CHALLENGE: Please put every line of the records below into a Markdown table with two columns, Number and Entry. Number the rows in order and leave out blank lines.

DATASET CONTENT:
((

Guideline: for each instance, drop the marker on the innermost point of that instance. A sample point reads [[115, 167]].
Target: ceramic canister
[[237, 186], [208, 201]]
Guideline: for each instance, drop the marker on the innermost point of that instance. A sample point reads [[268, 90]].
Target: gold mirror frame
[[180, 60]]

))

WRITTEN RESPONSE:
| Number | Entry |
|---|---|
| 1 | Guideline: for each instance, drop the marker on the innermost point of that instance. A sample point reads [[115, 167]]. |
| 2 | Target: ceramic canister |
| 3 | [[237, 186], [208, 201]] |
| 4 | Guideline: for each instance, drop the marker on the innermost point of that instance. A sample point reads [[268, 90]]. |
| 5 | Target: gold mirror frame |
| 6 | [[180, 60]] |